— BEGIN Records shown —

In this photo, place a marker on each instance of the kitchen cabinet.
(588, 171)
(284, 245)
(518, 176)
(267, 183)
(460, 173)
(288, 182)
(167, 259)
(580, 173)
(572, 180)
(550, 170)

— END Records shown —

### Your goal
Copy out every line of the data above verbatim.

### Task answer
In this photo, place a marker on each instance of the kitchen cabinet.
(588, 171)
(284, 245)
(518, 176)
(267, 183)
(460, 173)
(288, 182)
(167, 259)
(580, 173)
(572, 180)
(550, 170)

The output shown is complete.